- _Exercise aim_
Add 129 to every bounding-box coordinate in the answers of the listing below and write out again the lines starting with the line with "targets the outboard" and going on through the line with "[5, 156, 600, 400]", both included, with all other text in those lines left unchanged. Leave the pictures out of your answer.

- _Data provided_

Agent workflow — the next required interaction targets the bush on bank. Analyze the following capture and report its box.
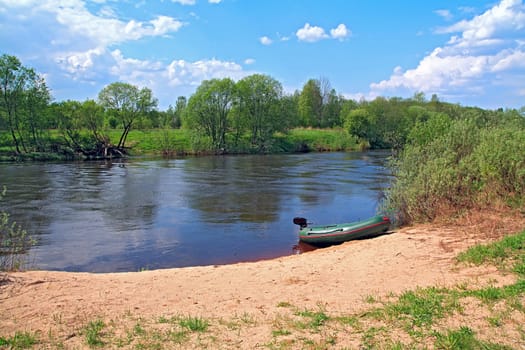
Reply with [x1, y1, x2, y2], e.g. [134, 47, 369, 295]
[385, 117, 525, 224]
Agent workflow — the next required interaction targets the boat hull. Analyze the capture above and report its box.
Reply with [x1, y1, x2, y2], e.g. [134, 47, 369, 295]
[299, 216, 390, 245]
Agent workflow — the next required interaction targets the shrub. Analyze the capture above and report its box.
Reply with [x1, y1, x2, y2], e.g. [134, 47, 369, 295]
[385, 119, 525, 223]
[0, 187, 36, 271]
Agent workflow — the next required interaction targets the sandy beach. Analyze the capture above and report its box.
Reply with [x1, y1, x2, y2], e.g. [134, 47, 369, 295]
[0, 209, 525, 349]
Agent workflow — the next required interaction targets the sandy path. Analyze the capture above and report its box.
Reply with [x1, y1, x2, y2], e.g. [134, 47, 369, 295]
[0, 213, 525, 348]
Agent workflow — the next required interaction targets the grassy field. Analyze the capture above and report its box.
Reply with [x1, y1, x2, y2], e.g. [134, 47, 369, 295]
[0, 231, 525, 349]
[0, 128, 360, 161]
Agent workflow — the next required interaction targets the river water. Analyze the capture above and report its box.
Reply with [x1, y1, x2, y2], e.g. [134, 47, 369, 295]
[0, 151, 390, 272]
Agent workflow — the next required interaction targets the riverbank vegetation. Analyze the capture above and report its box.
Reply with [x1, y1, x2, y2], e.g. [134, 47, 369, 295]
[0, 231, 525, 349]
[0, 54, 523, 160]
[385, 108, 525, 224]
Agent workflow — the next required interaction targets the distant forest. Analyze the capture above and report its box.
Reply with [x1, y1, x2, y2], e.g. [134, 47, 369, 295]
[0, 54, 525, 158]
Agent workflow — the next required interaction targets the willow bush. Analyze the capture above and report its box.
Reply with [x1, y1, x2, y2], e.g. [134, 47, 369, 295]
[0, 187, 35, 274]
[385, 117, 525, 223]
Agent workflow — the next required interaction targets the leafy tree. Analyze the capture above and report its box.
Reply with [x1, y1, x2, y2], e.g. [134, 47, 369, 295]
[236, 74, 286, 150]
[344, 108, 374, 140]
[98, 82, 158, 149]
[184, 78, 235, 153]
[0, 54, 51, 153]
[321, 89, 342, 128]
[299, 79, 323, 127]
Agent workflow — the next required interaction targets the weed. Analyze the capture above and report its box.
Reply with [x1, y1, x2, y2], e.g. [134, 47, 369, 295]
[272, 329, 292, 337]
[0, 332, 37, 349]
[179, 316, 210, 332]
[84, 320, 106, 346]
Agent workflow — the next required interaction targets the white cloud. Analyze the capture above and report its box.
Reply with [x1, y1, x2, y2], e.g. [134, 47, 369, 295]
[330, 23, 351, 40]
[259, 36, 273, 45]
[295, 23, 328, 43]
[370, 0, 525, 106]
[171, 0, 195, 5]
[296, 23, 352, 43]
[167, 59, 249, 86]
[56, 48, 105, 77]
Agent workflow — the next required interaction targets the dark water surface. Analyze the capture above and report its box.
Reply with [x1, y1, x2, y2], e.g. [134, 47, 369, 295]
[0, 152, 389, 272]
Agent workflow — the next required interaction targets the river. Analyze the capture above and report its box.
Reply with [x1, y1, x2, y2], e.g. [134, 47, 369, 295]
[0, 151, 390, 272]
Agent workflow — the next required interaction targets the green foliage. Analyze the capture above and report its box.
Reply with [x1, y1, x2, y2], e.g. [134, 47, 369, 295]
[0, 187, 36, 271]
[0, 332, 38, 349]
[380, 114, 525, 223]
[84, 320, 106, 347]
[385, 287, 454, 329]
[179, 316, 210, 332]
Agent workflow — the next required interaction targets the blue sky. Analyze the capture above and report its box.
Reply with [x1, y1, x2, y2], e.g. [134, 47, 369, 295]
[0, 0, 525, 109]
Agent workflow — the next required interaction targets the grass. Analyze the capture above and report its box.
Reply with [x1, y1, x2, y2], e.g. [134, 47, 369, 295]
[84, 319, 106, 347]
[4, 231, 525, 349]
[0, 332, 38, 349]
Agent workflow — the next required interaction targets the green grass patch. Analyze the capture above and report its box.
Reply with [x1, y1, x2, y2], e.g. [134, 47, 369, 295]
[0, 332, 38, 349]
[179, 316, 210, 332]
[384, 287, 459, 330]
[84, 320, 106, 347]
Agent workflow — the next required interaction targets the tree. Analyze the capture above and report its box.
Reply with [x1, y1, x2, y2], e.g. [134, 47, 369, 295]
[23, 75, 51, 151]
[0, 54, 51, 153]
[184, 78, 235, 153]
[98, 82, 158, 149]
[321, 89, 342, 128]
[299, 79, 323, 127]
[236, 74, 285, 151]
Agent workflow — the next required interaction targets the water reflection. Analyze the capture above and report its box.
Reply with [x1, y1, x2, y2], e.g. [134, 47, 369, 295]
[0, 152, 389, 272]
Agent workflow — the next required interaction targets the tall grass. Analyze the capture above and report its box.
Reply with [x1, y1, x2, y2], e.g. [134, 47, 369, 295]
[385, 115, 525, 223]
[0, 187, 36, 274]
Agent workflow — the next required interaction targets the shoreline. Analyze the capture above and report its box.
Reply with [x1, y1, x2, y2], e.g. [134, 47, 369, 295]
[0, 213, 525, 348]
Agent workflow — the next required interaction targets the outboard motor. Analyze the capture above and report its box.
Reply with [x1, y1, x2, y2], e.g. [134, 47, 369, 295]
[293, 217, 308, 230]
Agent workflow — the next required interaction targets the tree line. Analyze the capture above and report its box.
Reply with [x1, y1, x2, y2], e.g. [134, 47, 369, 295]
[0, 54, 523, 158]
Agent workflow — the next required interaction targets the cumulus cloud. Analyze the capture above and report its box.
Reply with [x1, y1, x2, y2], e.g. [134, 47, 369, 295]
[295, 23, 351, 43]
[330, 23, 351, 40]
[295, 23, 328, 43]
[171, 0, 195, 5]
[370, 0, 525, 106]
[167, 59, 248, 86]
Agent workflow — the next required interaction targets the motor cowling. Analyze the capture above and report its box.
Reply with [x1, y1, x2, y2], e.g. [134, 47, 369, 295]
[293, 217, 308, 229]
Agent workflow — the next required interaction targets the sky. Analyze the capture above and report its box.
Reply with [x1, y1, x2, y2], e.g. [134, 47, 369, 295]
[0, 0, 525, 110]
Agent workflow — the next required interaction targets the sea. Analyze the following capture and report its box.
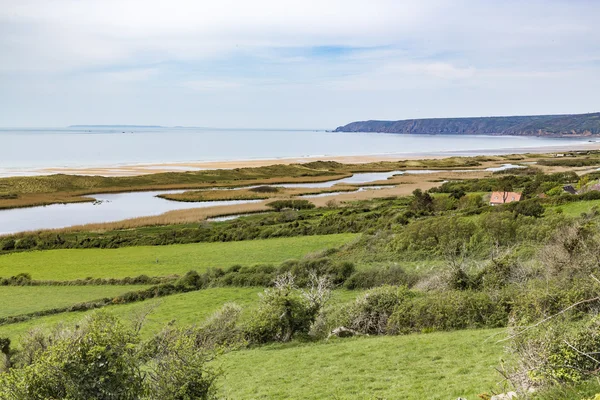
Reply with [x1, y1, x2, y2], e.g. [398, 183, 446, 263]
[0, 127, 587, 235]
[0, 126, 587, 176]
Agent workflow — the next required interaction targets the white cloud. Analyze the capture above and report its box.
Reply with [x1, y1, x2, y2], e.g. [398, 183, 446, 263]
[0, 0, 600, 127]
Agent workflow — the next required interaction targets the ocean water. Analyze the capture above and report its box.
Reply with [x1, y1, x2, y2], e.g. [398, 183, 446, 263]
[0, 127, 587, 234]
[0, 127, 587, 176]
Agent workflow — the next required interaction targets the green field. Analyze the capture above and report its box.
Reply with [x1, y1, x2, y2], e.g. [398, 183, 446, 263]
[0, 285, 147, 318]
[0, 234, 356, 280]
[0, 286, 362, 340]
[552, 200, 600, 217]
[220, 330, 503, 400]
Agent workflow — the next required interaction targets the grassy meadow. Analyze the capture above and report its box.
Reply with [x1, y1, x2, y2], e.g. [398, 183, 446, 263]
[219, 330, 503, 400]
[0, 286, 362, 341]
[0, 285, 151, 318]
[0, 234, 356, 280]
[5, 156, 600, 400]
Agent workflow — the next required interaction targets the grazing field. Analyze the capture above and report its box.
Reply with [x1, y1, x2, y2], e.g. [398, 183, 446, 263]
[220, 330, 503, 400]
[0, 285, 148, 318]
[0, 286, 363, 341]
[552, 200, 600, 217]
[0, 234, 356, 280]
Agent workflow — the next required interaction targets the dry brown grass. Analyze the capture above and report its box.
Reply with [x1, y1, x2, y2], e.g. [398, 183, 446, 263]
[0, 174, 351, 209]
[52, 201, 271, 233]
[158, 184, 358, 202]
[0, 193, 94, 209]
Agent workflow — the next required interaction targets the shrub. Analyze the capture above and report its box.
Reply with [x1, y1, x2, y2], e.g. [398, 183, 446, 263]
[513, 199, 544, 218]
[144, 328, 219, 400]
[349, 286, 413, 335]
[15, 236, 37, 250]
[511, 317, 600, 385]
[344, 265, 416, 290]
[0, 313, 143, 400]
[0, 238, 16, 251]
[195, 303, 244, 349]
[388, 291, 510, 334]
[248, 186, 279, 193]
[246, 273, 329, 343]
[267, 199, 315, 211]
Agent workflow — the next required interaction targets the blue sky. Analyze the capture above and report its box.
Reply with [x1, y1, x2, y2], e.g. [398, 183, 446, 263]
[0, 0, 600, 129]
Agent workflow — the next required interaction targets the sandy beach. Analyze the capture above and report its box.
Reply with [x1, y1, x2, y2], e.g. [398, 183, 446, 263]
[34, 142, 600, 176]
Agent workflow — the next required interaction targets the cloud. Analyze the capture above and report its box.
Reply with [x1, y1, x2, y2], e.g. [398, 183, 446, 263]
[0, 0, 600, 127]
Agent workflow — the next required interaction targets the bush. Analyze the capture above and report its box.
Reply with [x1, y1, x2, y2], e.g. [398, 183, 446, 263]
[195, 303, 244, 349]
[388, 291, 511, 334]
[267, 200, 315, 211]
[0, 313, 219, 400]
[15, 236, 37, 250]
[344, 265, 416, 290]
[0, 314, 143, 400]
[0, 239, 16, 251]
[511, 317, 600, 385]
[513, 199, 544, 218]
[349, 286, 413, 335]
[246, 273, 330, 343]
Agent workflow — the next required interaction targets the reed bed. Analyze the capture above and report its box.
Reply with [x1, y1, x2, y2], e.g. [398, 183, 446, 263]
[158, 184, 359, 202]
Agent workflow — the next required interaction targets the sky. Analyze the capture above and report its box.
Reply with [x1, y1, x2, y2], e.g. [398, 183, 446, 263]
[0, 0, 600, 129]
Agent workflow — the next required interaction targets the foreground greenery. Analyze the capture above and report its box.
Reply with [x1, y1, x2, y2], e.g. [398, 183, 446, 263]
[0, 285, 146, 318]
[0, 234, 355, 280]
[5, 157, 600, 399]
[219, 330, 503, 400]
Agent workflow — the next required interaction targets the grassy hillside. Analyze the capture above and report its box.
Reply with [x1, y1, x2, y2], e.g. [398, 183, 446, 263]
[221, 330, 502, 400]
[0, 286, 362, 340]
[0, 234, 356, 280]
[0, 285, 147, 318]
[336, 113, 600, 136]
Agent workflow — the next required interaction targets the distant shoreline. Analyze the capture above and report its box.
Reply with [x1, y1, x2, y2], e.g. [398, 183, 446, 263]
[0, 142, 600, 177]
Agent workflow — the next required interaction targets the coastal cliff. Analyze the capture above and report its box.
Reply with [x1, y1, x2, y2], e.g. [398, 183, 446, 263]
[335, 113, 600, 136]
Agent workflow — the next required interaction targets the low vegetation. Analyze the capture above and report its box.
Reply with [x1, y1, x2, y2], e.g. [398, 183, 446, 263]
[5, 154, 600, 400]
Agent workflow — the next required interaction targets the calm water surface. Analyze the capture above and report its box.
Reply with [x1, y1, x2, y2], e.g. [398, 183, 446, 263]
[0, 190, 259, 234]
[0, 128, 586, 175]
[0, 128, 586, 234]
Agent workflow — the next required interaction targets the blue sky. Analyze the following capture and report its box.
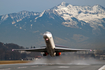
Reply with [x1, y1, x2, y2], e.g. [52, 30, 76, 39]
[0, 0, 105, 15]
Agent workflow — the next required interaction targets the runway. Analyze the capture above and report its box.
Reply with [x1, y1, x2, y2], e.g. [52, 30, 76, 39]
[0, 63, 105, 70]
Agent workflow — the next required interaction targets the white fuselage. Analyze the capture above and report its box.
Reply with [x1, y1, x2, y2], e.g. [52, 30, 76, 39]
[43, 32, 55, 56]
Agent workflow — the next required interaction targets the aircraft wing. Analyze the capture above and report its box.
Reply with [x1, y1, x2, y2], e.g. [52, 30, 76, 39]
[12, 48, 46, 52]
[55, 47, 90, 52]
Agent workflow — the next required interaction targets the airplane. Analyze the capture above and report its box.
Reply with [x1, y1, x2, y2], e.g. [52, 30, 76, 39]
[12, 31, 91, 57]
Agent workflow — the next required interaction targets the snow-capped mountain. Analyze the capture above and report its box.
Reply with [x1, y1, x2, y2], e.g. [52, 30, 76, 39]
[0, 2, 105, 47]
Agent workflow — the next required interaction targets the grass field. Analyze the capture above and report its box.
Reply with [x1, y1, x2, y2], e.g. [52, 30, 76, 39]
[0, 60, 30, 64]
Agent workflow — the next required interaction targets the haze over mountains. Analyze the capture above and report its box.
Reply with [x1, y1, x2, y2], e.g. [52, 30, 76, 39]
[0, 2, 105, 49]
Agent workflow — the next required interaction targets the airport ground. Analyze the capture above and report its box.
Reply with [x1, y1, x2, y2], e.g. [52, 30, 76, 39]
[0, 59, 105, 70]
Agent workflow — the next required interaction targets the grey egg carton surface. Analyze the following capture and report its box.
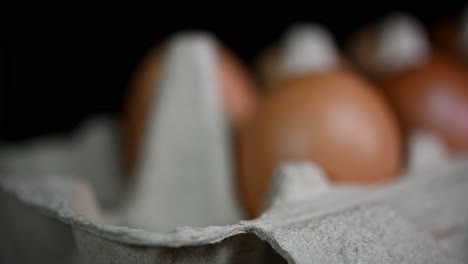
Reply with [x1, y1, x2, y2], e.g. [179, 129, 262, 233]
[0, 32, 468, 263]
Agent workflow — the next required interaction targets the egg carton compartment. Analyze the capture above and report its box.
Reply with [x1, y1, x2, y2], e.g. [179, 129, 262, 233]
[0, 33, 468, 263]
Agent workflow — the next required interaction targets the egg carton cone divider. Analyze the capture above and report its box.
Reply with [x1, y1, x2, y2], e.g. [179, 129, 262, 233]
[0, 30, 468, 263]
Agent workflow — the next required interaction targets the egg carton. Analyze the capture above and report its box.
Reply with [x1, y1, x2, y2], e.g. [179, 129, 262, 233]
[0, 32, 468, 263]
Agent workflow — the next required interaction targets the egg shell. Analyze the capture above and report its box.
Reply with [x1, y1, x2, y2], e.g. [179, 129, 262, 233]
[379, 54, 468, 152]
[239, 69, 402, 216]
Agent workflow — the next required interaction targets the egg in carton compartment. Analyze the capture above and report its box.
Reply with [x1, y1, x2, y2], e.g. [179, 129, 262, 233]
[0, 28, 468, 263]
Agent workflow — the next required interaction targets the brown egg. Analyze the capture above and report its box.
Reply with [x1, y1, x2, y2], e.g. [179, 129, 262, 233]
[379, 55, 468, 152]
[351, 14, 468, 151]
[239, 69, 401, 216]
[122, 41, 259, 174]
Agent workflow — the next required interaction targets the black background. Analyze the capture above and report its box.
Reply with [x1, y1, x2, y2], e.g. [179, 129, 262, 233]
[0, 1, 465, 141]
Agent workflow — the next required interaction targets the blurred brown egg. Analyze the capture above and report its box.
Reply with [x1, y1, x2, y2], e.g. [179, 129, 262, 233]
[239, 24, 402, 216]
[379, 55, 468, 152]
[351, 14, 468, 154]
[122, 40, 259, 174]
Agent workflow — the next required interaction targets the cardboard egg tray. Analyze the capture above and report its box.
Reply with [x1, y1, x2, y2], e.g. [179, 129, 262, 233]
[0, 32, 468, 263]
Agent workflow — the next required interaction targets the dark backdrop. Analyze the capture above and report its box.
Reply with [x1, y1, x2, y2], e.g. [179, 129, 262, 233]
[0, 1, 465, 141]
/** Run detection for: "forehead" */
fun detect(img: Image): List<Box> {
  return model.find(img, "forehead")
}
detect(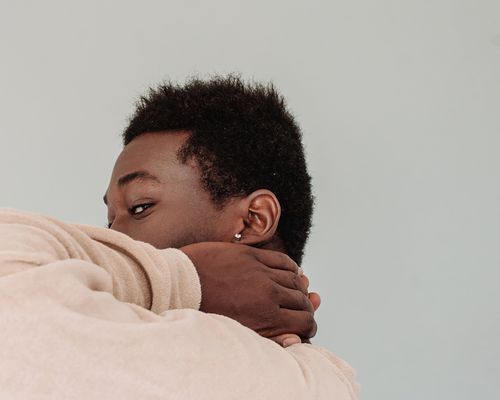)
[111,131,193,181]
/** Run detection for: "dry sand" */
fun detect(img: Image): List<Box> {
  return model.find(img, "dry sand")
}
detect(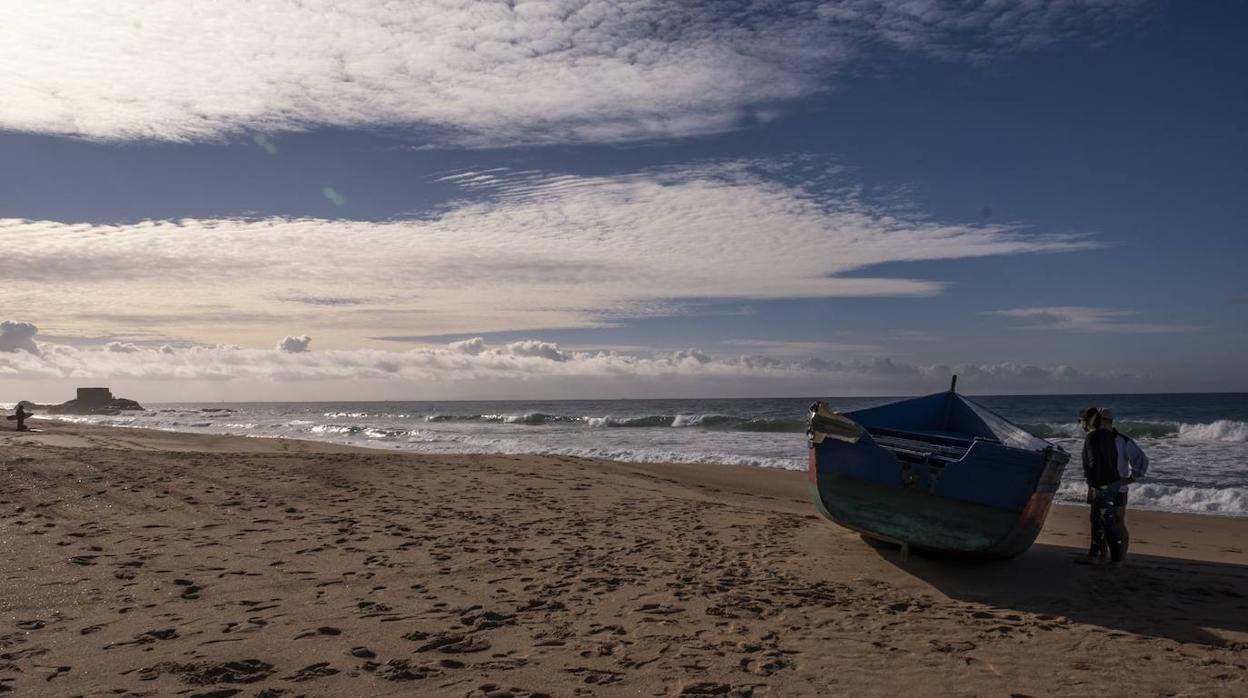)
[0,422,1248,697]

- _Answer to this exercise_
Agent workflow — the next required interaction targets the outboard motor. Analyze the capture above and report its box.
Reply with [x1, y1, x2, y2], e.g. [134, 47, 369, 295]
[422, 346, 437, 359]
Agent workflow — the next required interaction targets the tree line. Analyze the capture above and report its box.
Reply with [x1, y1, x2, y2], e.g. [134, 47, 369, 295]
[129, 183, 652, 287]
Agent workflow — the next required interaction targets the cumulus cloud. Analyze the capture above and report its box.
Reply with [x1, y1, x2, y2], e.g. [134, 47, 369, 295]
[424, 152, 480, 172]
[459, 152, 480, 169]
[424, 152, 457, 172]
[300, 129, 324, 134]
[499, 129, 654, 235]
[296, 188, 377, 215]
Agent workflow — the next required interaction targets the motor cowling. Analyze the capture above and report its box.
Reply with [x1, y1, x2, y2], e.g. [134, 47, 369, 295]
[422, 346, 437, 358]
Agent workflow — the next required interaction targets the sky. Analyze the capture above and report its box.
Reply with [x1, y1, x2, y2], e.g. [134, 47, 369, 295]
[129, 129, 654, 239]
Agent workflow — the next required interaction targets the sea. Analyze the following capture and report its box.
Reply with [x1, y1, x2, y2], e.g. [398, 183, 446, 263]
[129, 256, 716, 364]
[129, 255, 716, 305]
Agent workflow — the next required interaction targets the white cloud. Analyze the capture above and report its box.
Reply with [x1, y1, x2, y2], e.g. [398, 183, 446, 263]
[129, 129, 729, 256]
Agent workflow — the next required interaction targets the ocean water. Analyze the capture above and report its box.
Reply with [x1, y1, x2, y2], e.g. [398, 183, 446, 263]
[129, 256, 716, 363]
[129, 256, 716, 305]
Agent workflow — the next required interaction targets the green field. Analyze the capture above and report its box.
Reply with [x1, y1, x2, y2], e.g. [398, 183, 446, 263]
[129, 414, 276, 447]
[129, 363, 485, 409]
[129, 415, 491, 469]
[681, 329, 729, 346]
[349, 459, 632, 529]
Agent workflow — the next required interaction targets the grassy meadow. Analyze the capture above and report its box.
Reply with [x1, y1, x2, y2], e.g. [398, 183, 446, 263]
[348, 459, 632, 529]
[129, 415, 491, 470]
[129, 414, 280, 447]
[129, 363, 485, 409]
[134, 285, 729, 529]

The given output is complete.